··· TEXT UNDER STUDY

Is hypnotherapy like stage hypnosis?
In just about every respect, hypnotherapy is pretty much completely different from stage hypnosis. The mannerisms, speech and general attitude of a therapist will generally be gentle and therapeutic. The aim of the stage hypnotist is to wow the audience – often at the ridicule of the subjects on stage. A hypnotherapist, by contrast, is aiming for a completely therapeutic ambience and usually makes it clear to the client that they will remain in a state of altered awareness and in control throughout.
In a stage show, you will typically see a number of people that aren’t properly hypnotised or don’t stay hypnotised – the stage hypnotist will quickly send these people off stage. Therapists don’t have that option – our clients want to stay hypnotised and complete their therapy.
Most people’s experience of being put into a trance by a hypnotherapist (the induction) will be a gentle relaxation to get the person to the trance-like state that normally exists between waking and sleeping. It is gentle and relaxing.
When might you see elements of stage hypnosis?
Well, probably only one. Consider if the client was extremely anxious and fidgety then asking them to lie back and relax could well be counterproductive. Although there is an expectation from the client that they will be hypnotised, they may also anticipate that this should happen very quickly based on what they have already seen on TV and stage. In this situation, their anxiety can sabotage relaxation.
“I can’t relax. I’m not feeling anything. What will the hypnotherapist think of me if he/she can’t hypnotise me?” These are the thoughts of someone with extremely heightened anxiety and are not at all uncommon. If the person is anxious, they can be in a state of high alert almost akin to paranoia and perceive all sorts of things as a threat.

······
··· MATERIAL SHOWN

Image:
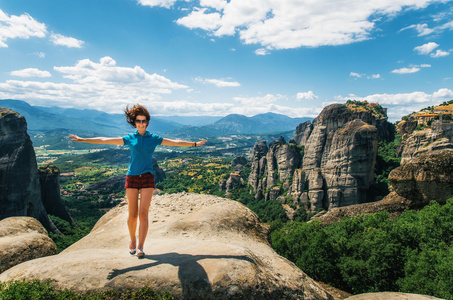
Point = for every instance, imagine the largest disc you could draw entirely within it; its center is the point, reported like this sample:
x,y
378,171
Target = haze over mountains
x,y
94,122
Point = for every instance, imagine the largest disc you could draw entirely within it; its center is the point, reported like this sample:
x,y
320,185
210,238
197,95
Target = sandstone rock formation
x,y
20,191
23,239
329,164
49,178
436,137
428,177
428,129
198,247
391,296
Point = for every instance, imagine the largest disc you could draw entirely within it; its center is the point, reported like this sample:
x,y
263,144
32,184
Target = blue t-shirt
x,y
142,150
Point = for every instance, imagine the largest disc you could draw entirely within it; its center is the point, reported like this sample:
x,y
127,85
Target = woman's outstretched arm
x,y
179,143
98,140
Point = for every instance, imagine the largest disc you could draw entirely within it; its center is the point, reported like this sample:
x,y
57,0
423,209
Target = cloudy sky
x,y
217,57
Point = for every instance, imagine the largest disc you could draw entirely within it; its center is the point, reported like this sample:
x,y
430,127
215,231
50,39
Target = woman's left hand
x,y
200,143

······

— YOUR INSTRUCTIONS —
Write the next part of the text on hypnotherapy and stage hypnosis, starting right after its last sentence. The records can be set aside, since none of the work depends on them.

— RESPONSE TO THE TASK —
Sometimes the hypnotherapist's rapport alone will not be enough to calm such clients down. Just the idea of having to relax can make the client anxious. This is an area where standard techniques of progressive relaxation used by many hypnotherapists may not be quite fast enough.
Many hypnotherapists will be taught one or two rapid induction techniques such as the handshake technique. Even this technique though requires the client to co-operate with the therapist and relax enough to allow the therapist to complete it. If the client struggles to relax their arm, we can get their own negative self-talk taking over again “Oh god I can’t relax. What must the therapist think of me?”
In this set of circumstances, it could be desirable to use a 'rapid' or 'shock induction'. This is often used by stage hypnotists and may be the only element that stage hypnotists share with hypnotherapists.
If you are extremely anxious then, when choosing a hypnotherapist, you could discuss if they know these fast induction techniques. When selecting a hypnotherapist, ensure that you find one that is a good fit for you and that seems to have a good grasp of your issues.